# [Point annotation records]

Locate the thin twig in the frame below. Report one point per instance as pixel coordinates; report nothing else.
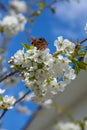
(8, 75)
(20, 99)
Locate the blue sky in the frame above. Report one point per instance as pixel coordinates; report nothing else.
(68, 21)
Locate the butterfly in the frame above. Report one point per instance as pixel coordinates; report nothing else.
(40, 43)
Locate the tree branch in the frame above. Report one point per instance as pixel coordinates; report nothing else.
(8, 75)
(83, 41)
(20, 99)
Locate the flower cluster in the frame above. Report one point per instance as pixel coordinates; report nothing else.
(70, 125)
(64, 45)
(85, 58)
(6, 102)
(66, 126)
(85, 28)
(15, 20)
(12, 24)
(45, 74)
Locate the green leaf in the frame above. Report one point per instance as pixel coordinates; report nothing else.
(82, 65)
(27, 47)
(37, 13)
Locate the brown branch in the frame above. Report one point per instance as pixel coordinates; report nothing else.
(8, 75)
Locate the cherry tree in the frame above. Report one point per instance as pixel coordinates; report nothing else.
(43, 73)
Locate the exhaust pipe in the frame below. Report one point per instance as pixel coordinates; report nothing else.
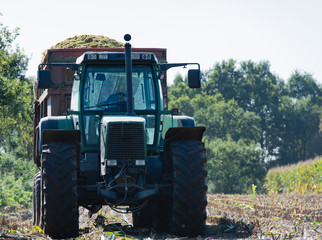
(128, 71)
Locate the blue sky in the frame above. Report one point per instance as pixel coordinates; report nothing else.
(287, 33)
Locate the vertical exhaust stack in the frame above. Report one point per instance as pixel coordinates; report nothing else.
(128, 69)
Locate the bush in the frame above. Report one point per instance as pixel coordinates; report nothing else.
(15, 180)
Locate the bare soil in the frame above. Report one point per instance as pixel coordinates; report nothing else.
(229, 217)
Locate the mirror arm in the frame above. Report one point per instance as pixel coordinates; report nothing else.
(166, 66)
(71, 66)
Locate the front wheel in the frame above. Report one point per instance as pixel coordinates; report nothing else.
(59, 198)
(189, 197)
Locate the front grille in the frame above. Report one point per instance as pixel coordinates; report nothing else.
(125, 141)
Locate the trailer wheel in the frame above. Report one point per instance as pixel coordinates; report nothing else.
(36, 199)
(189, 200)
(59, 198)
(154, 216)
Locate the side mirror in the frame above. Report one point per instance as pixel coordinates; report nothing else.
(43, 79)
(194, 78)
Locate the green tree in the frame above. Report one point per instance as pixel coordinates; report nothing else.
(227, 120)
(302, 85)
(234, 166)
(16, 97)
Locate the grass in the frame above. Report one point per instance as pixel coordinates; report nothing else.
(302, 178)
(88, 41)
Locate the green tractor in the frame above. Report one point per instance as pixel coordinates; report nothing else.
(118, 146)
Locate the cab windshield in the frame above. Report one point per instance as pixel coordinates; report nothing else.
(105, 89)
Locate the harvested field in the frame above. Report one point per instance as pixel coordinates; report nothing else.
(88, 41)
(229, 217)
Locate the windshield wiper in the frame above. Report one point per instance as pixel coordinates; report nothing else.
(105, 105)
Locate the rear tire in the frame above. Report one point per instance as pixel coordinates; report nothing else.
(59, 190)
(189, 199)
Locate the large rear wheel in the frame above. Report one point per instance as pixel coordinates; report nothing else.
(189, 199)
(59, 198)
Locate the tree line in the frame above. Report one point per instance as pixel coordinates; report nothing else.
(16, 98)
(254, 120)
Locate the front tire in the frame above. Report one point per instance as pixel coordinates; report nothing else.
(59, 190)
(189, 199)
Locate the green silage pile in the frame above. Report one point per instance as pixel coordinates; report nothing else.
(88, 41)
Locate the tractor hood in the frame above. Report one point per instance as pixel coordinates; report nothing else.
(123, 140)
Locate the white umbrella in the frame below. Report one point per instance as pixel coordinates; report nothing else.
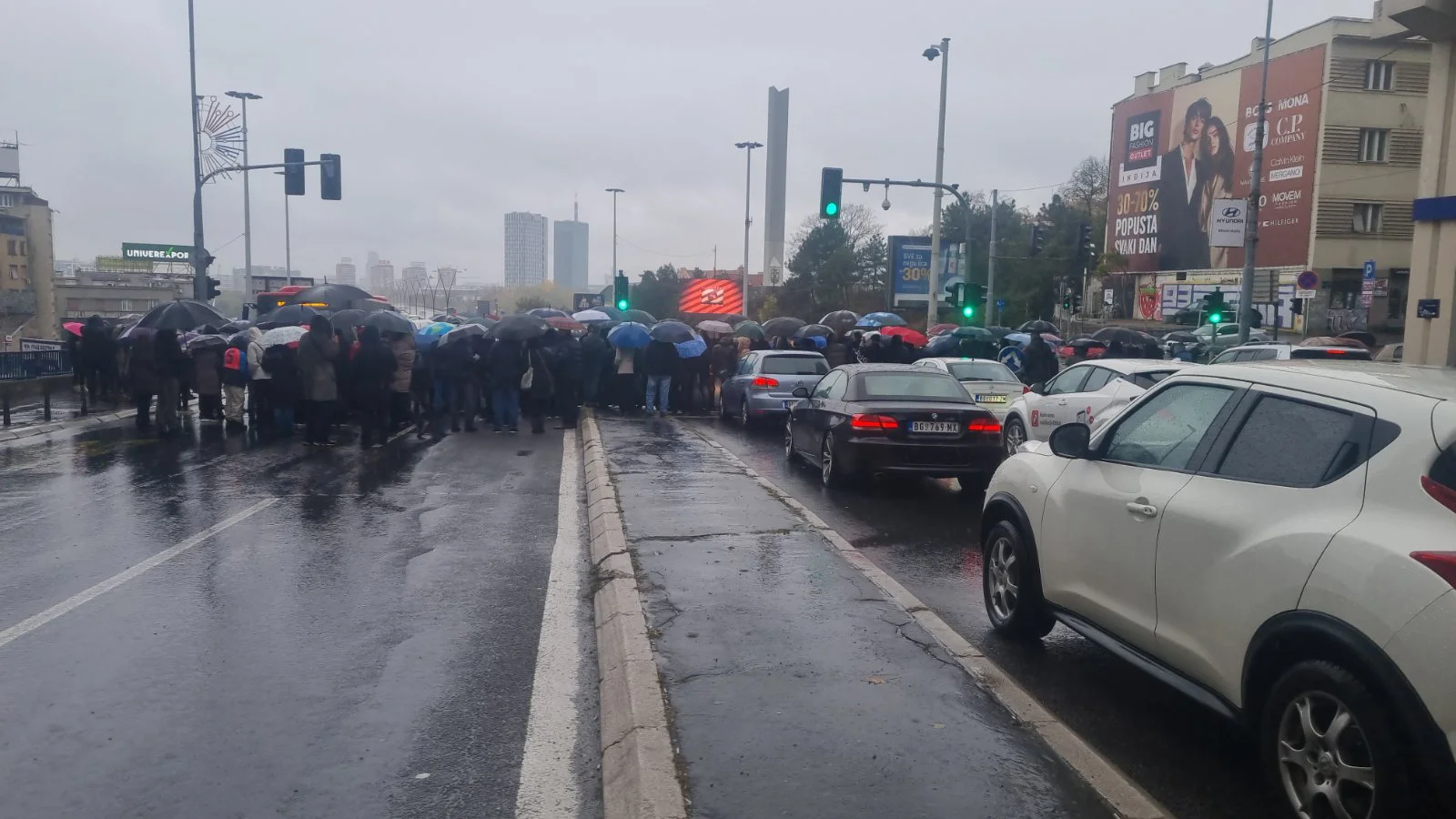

# [Task brief]
Restate the records above in full, word for word. Keep pictures out.

# [Response to this exercise]
Locate the thin twig in the frame below. Report one point per instance as pixel coordinates; report nothing else.
(8, 75)
(20, 99)
Locate the blue sky in the frame above. Report one point per instance as pixel coordinates; report nothing else.
(68, 21)
Locate the butterfly in the frame above. Report one point per instance as pixel coordinates; report nothing else.
(40, 43)
Locate the tree branch in the frame above. Report one point per instance as pixel coordinates; report nothing else.
(8, 75)
(83, 41)
(20, 99)
Locate the flower cluster in the frame above. Report one point per instance as pixel coordinates; report nothing else.
(70, 125)
(64, 45)
(85, 58)
(6, 102)
(66, 126)
(85, 28)
(15, 20)
(12, 24)
(45, 74)
Locate the green leaf in the frame above. Report one point per instance as pixel coordinates; report nothing else.
(82, 65)
(27, 47)
(37, 13)
Locate the brown branch in the frame above. Report one point per instance as pixel coordinates; report nothing else.
(8, 75)
Locate the cherry tree in the frame above. Report one point per instance as pixel coordinates; report nothing else.
(43, 73)
Locate the exhaust pipe in the frame below. Report one point per instance as pixel coordinates; report nothing else.
(128, 71)
Locate the blue sky in the frame above. Report one point per instance as pixel coordinates; report nothing else.
(287, 33)
Locate the vertical exhaust stack in the frame above. Report one point per instance as pixel coordinates; report nothing else.
(128, 69)
Locate the bush in the frame above. Report one point per instance as pixel coordinates; report nothing else.
(15, 180)
Locate the bare soil in the frame above. Report one point per instance as pixel coordinates; report nothing else.
(229, 217)
Locate the mirror arm in the frame above. Report one point per instance as pixel coordinates; report nothing else.
(166, 66)
(71, 66)
Locate the front wheel in the frame above. Report one point per instance as pixel coordinates; report nothing else.
(59, 198)
(189, 197)
Locate the front grille in the frame above. Report one point per instance as pixel coordinates; report nothing else.
(125, 141)
Locate the trailer wheel in the frame above. Report one point per instance as pixel coordinates; report nothing else.
(36, 199)
(189, 200)
(59, 198)
(154, 216)
Locate the side mirror in the frame above. Report one point per instance as pixel coordinates; report nothing else.
(43, 79)
(194, 78)
Locate the green tree in the frame above. Report one point per instance as pixel coordinates; report nothing else.
(227, 120)
(302, 85)
(234, 166)
(16, 97)
Locate the grass in the frame above. Report one point per instance as pixel coordinates; report nothing else.
(302, 178)
(88, 41)
Locate the green tractor in the frame above. Report one point per instance as pixel coordinates; report nothing else.
(118, 146)
Locate the cab windshield in the frame above. Report one point per instance as pixel coordinates; report nothing else.
(105, 89)
Locate the harvested field in the frame above. Report one point per instance as pixel coordinates; report nothing else.
(88, 41)
(229, 217)
Locate the windshield wiper in the frame above. Report one point per instance as pixel coordinates; report nothing else.
(105, 105)
Locate the rear tire in the frame above. Report one point per instance as pixel coordinates; report nothing else.
(59, 190)
(189, 199)
Locate the large rear wheel in the frame above. Report one point per instance as pixel coordinates; report nothing else.
(189, 199)
(59, 198)
Locate the tree line in the frame above. Report one point per instance as pixel coordinates; report nothing else.
(16, 98)
(254, 120)
Locate the front tire in the frame above. Report one point per instance as pixel coordinates; report nothing else.
(59, 190)
(189, 199)
Locate the green silage pile in the frame above. Report one point per instance as pixel coordinates; report nothing else.
(88, 41)
Locate the tractor hood in the frame above. Report one point per instance as pixel coordinates; report nothing else.
(123, 140)
Locate the white umbrella in the frame below. Report one point per instance as pixel coordinates; report nothing else.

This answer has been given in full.